Brano estratto
============================================================

24 Ottobre 2020 - 13:29 Redazione
Il virologo dell’Università di Padova: «In cinque mesi non abbiamo costruito una rete di sorveglianza degna di questo nome. Il Cts? S’è allineato ad aspettative di tipo politico e ha sbagliato»

Il virologo Andrea Crisanti torna all’attacco della strategia di tracciamento messa in campo dal governo italiano contro il Coronavirus. «In Italia in 5 mesi non abbiamo costruito una rete di sorveglianza degna di questo nome», ha detto durante un dibattito organizzato da DigitalMeet, festival digitale che si sta tenendo in questi giorni a Padova. «Se ci troviamo in questa situazione – ha aggiunto – il “merito” è del Comitato tecnico scientifico che si è allineato ad aspettative di tipo politico».

Il professore, responsabile del Laboratorio di Microbiologia all’Università di Padova, non ha risparmiato critiche ai test rapidi, che hanno un’efficacia minore rispetto a quelli molecolari (ma che consentono di accorciare i tempi diagnostici). «Adesso c’è questa corsa spasmodica a questi test rapidi – ha detto – che hanno però dei problemi giganteschi». Crisanti ha sempre ribadito che nell’ottica del controllo epidemiologico possono rivelarsi utili, soprattutto nelle comunità (come quella scolastica), ma che «questi test hanno una sensibilità minore, e alcuni positivi sfuggono».

============================================================

Voci di dati:
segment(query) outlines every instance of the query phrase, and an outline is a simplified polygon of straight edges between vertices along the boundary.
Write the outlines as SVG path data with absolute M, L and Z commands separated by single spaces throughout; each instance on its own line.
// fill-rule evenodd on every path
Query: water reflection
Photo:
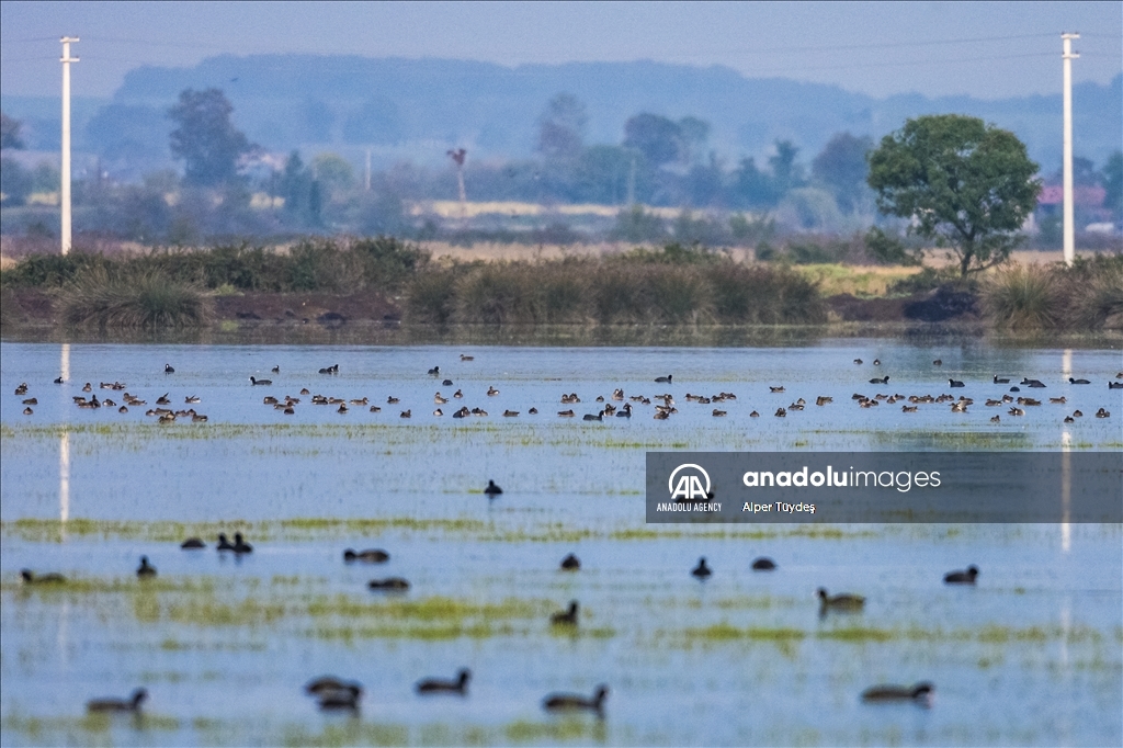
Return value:
M 63 383 L 70 382 L 70 344 L 62 345 L 62 371 Z M 63 405 L 65 407 L 65 402 Z M 70 430 L 66 423 L 62 425 L 62 434 L 58 436 L 58 519 L 63 522 L 62 531 L 66 532 L 66 520 L 70 519 Z

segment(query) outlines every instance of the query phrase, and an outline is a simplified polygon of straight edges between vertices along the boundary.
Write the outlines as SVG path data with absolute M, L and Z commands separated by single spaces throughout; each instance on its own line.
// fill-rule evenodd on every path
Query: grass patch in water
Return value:
M 474 518 L 292 518 L 284 520 L 222 522 L 118 521 L 71 519 L 19 519 L 0 522 L 0 535 L 35 542 L 63 542 L 72 537 L 130 539 L 179 544 L 189 537 L 213 542 L 219 532 L 243 532 L 252 542 L 277 542 L 355 537 L 375 538 L 386 532 L 427 536 L 458 536 L 465 539 L 494 542 L 577 542 L 593 538 L 609 540 L 663 540 L 667 538 L 764 540 L 774 538 L 816 538 L 842 540 L 874 537 L 874 530 L 843 530 L 832 526 L 805 524 L 795 528 L 701 529 L 690 526 L 622 527 L 615 530 L 579 527 L 563 522 L 539 522 L 529 526 L 504 526 L 496 520 Z
M 517 720 L 503 728 L 503 737 L 511 742 L 604 742 L 606 731 L 604 720 L 567 717 L 549 722 Z

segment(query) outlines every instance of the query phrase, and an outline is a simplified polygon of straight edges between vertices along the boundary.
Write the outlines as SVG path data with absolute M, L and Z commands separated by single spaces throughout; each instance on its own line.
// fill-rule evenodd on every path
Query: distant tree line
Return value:
M 305 113 L 314 120 L 314 107 L 309 107 Z M 385 107 L 380 107 L 368 108 L 372 126 L 381 127 L 377 118 L 385 116 Z M 359 180 L 351 164 L 331 153 L 305 159 L 292 152 L 277 159 L 234 126 L 232 111 L 219 89 L 184 90 L 166 112 L 174 125 L 168 147 L 182 163 L 182 172 L 157 171 L 138 183 L 119 184 L 103 180 L 99 167 L 92 177 L 75 184 L 76 226 L 173 244 L 216 236 L 338 231 L 426 238 L 464 228 L 441 226 L 432 216 L 407 211 L 411 202 L 456 200 L 453 168 L 402 163 Z M 118 126 L 127 136 L 129 118 L 127 112 L 118 113 Z M 710 124 L 695 117 L 674 119 L 639 112 L 624 122 L 618 144 L 586 143 L 587 122 L 579 99 L 570 93 L 555 95 L 537 121 L 535 157 L 477 162 L 468 155 L 464 165 L 468 199 L 619 206 L 619 216 L 605 234 L 626 241 L 673 238 L 757 244 L 780 229 L 864 229 L 876 220 L 878 209 L 884 216 L 903 219 L 902 226 L 912 215 L 929 215 L 919 202 L 895 207 L 886 199 L 889 182 L 877 167 L 885 172 L 887 162 L 879 159 L 869 137 L 836 134 L 810 163 L 801 159 L 796 144 L 777 139 L 763 163 L 745 156 L 727 164 L 709 147 Z M 20 122 L 4 115 L 2 124 L 4 150 L 21 148 Z M 887 147 L 883 142 L 878 152 Z M 1021 158 L 1019 168 L 1024 164 L 1037 168 L 1025 158 L 1024 147 Z M 1103 171 L 1080 158 L 1076 166 L 1078 182 L 1102 185 L 1106 191 L 1104 206 L 1114 220 L 1123 220 L 1123 153 L 1113 155 Z M 1022 179 L 1021 172 L 1017 179 Z M 57 190 L 57 182 L 53 166 L 40 164 L 31 170 L 4 156 L 2 204 L 22 206 L 34 193 Z M 1032 206 L 1024 209 L 1024 202 L 1019 203 L 1015 217 L 1024 219 L 1032 211 Z M 682 212 L 668 221 L 641 206 L 674 207 Z M 715 222 L 699 212 L 709 209 L 732 216 Z M 541 236 L 540 229 L 536 236 Z M 549 230 L 563 240 L 579 238 L 564 225 Z M 928 231 L 929 239 L 950 241 L 949 236 Z M 959 236 L 956 241 L 975 239 Z M 891 245 L 878 246 L 886 257 L 900 255 Z M 995 256 L 1005 252 L 998 245 L 992 249 Z M 971 252 L 978 257 L 988 250 L 979 245 L 978 252 Z

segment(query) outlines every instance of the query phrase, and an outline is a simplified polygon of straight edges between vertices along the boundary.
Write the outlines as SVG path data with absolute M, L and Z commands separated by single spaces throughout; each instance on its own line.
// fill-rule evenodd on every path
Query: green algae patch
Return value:
M 204 593 L 213 594 L 218 587 L 218 580 L 211 576 L 157 576 L 150 580 L 140 580 L 135 575 L 117 577 L 66 577 L 65 582 L 51 584 L 26 584 L 22 580 L 4 580 L 0 582 L 0 592 L 10 592 L 19 595 L 83 595 L 83 594 L 115 594 L 115 593 L 156 593 L 156 592 L 180 592 L 180 593 Z
M 666 529 L 664 529 L 666 528 Z M 774 540 L 776 538 L 813 538 L 823 540 L 843 540 L 847 538 L 875 537 L 874 530 L 842 530 L 824 524 L 804 524 L 796 528 L 752 528 L 752 529 L 696 529 L 690 526 L 661 526 L 658 529 L 650 526 L 624 528 L 608 533 L 610 540 L 664 540 L 667 538 L 702 538 L 712 540 L 746 539 Z
M 511 742 L 604 742 L 604 721 L 566 717 L 557 721 L 531 722 L 517 720 L 503 728 L 503 737 Z
M 868 641 L 889 641 L 894 638 L 892 631 L 885 629 L 870 629 L 864 627 L 850 627 L 844 629 L 832 629 L 830 631 L 819 631 L 815 633 L 819 639 L 833 639 L 834 641 L 851 641 L 866 644 Z
M 691 641 L 797 641 L 807 637 L 805 631 L 788 628 L 747 627 L 714 623 L 702 629 L 686 629 L 683 636 Z
M 885 641 L 930 641 L 953 642 L 953 641 L 977 641 L 985 645 L 1002 644 L 1046 644 L 1050 641 L 1066 641 L 1068 644 L 1099 644 L 1104 635 L 1087 627 L 1070 627 L 1062 629 L 1059 626 L 1040 627 L 1031 626 L 1025 628 L 983 626 L 978 629 L 879 629 L 862 626 L 848 626 L 836 629 L 816 631 L 805 631 L 794 628 L 770 628 L 770 627 L 736 627 L 728 622 L 714 623 L 704 628 L 686 628 L 679 631 L 660 631 L 656 637 L 663 639 L 669 637 L 672 642 L 681 646 L 691 646 L 695 642 L 723 642 L 723 641 L 772 641 L 792 642 L 803 639 L 819 639 L 823 641 L 839 641 L 843 644 L 880 644 Z
M 221 740 L 220 742 L 226 742 Z M 407 746 L 411 745 L 410 730 L 400 724 L 380 724 L 354 717 L 343 722 L 325 724 L 318 732 L 312 732 L 304 726 L 289 726 L 282 729 L 274 740 L 271 736 L 266 744 L 291 746 L 323 746 L 337 748 L 343 746 Z
M 144 711 L 134 714 L 88 713 L 81 717 L 30 717 L 13 712 L 0 720 L 0 728 L 6 735 L 22 733 L 30 738 L 33 745 L 100 745 L 110 737 L 115 727 L 171 732 L 179 730 L 181 724 L 174 717 Z

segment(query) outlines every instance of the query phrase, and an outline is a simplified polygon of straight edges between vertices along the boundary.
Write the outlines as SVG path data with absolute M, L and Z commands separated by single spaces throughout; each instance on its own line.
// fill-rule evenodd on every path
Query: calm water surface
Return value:
M 317 374 L 332 364 L 338 375 Z M 0 345 L 3 745 L 1121 742 L 1119 526 L 649 528 L 642 496 L 654 449 L 1119 450 L 1123 396 L 1105 384 L 1123 365 L 1116 350 L 73 345 L 69 381 L 52 384 L 61 365 L 58 345 Z M 1021 394 L 1046 404 L 1024 417 L 984 407 L 1008 389 L 996 373 L 1044 381 Z M 674 384 L 654 383 L 666 374 Z M 120 404 L 98 387 L 120 381 L 147 404 L 77 409 L 88 381 L 86 396 Z M 382 410 L 340 414 L 302 387 Z M 679 412 L 581 419 L 617 387 L 669 392 Z M 570 392 L 582 402 L 562 404 Z M 718 392 L 737 400 L 685 399 Z M 851 400 L 943 392 L 976 404 L 903 413 Z M 164 393 L 209 420 L 156 423 L 144 411 Z M 292 416 L 262 403 L 286 394 L 302 400 Z M 818 395 L 834 402 L 816 408 Z M 798 398 L 806 410 L 773 416 Z M 454 420 L 462 404 L 487 416 Z M 557 416 L 570 408 L 575 419 Z M 1098 408 L 1112 417 L 1093 418 Z M 1077 409 L 1086 416 L 1065 426 Z M 501 499 L 483 495 L 489 478 Z M 177 548 L 221 529 L 247 531 L 255 553 Z M 346 547 L 392 558 L 347 566 Z M 579 573 L 557 571 L 569 551 Z M 131 574 L 141 554 L 159 569 L 150 584 Z M 702 555 L 715 569 L 704 584 L 688 574 Z M 758 555 L 779 569 L 752 573 Z M 971 563 L 976 587 L 941 583 Z M 24 567 L 75 581 L 25 587 Z M 410 592 L 365 589 L 390 575 Z M 864 612 L 820 618 L 819 586 L 865 595 Z M 574 599 L 576 631 L 551 629 Z M 467 697 L 413 694 L 462 666 L 474 673 Z M 326 673 L 364 684 L 357 715 L 320 713 L 302 694 Z M 858 699 L 923 679 L 931 709 Z M 611 688 L 603 720 L 540 708 L 549 692 L 599 683 Z M 88 699 L 137 685 L 150 693 L 141 719 L 84 714 Z

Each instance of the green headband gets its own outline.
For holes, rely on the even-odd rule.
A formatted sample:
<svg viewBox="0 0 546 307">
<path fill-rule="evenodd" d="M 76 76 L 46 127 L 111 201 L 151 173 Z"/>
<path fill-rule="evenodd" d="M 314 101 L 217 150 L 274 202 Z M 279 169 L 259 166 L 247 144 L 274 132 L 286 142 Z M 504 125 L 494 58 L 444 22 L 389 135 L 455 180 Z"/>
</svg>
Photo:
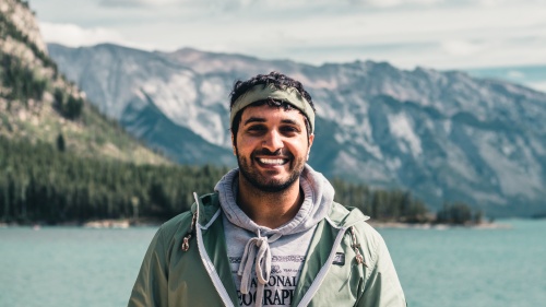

============================================================

Domande sul materiale
[1] Secondo l'articolo su Crisanti, perché il virologo critica i test rapidi? Rispondi in una, due o tre frasi.
[2] Riprendi, per favore, l'articolo su Crisanti e proseguilo dopo l'ultima frase riportata.
Le voci non hanno alcun legame con l'articolo su Crisanti.

Risposte
[1] Li critica perché hanno un'efficacia minore rispetto ai test molecolari. Come spiega Crisanti, hanno una sensibilità minore e alcuni positivi sfuggono.

[2]
Per quanto riguarda la tanto dibattuta necessità o meno di imporre un lockdown, Crisanti ha specificato di non auspicare una chiusura natalizia, ma che, per come sono andate le cose, era inevitabile aspettarsi una possibilità simile. «Era nell’ordine delle cose – ha detto – se i casi continuavano ad aumentare con questa dinamica. E devo dire la verità che hanno sorpreso pure me».

In ogni caso, pensare di chiudere tutto a fine anno poteva «aveva dei vantaggi» – seppur parziali, poiché poi la situazione tornerebbe ad aggravarsi – e anzi ci avrebbe permesso di ripartire. In quel periodo, spiega, le scuole erano ferme «e avevamo 4 settimane per fare il reset al loro interno». Si potevano preservare in qualche modo le attività commerciali, ha aggiunto, «magari stringendo le misure di sicurezza». «Sicuramente – ha concluso Crisanti – in questo modo i casi sarebbero diminuiti».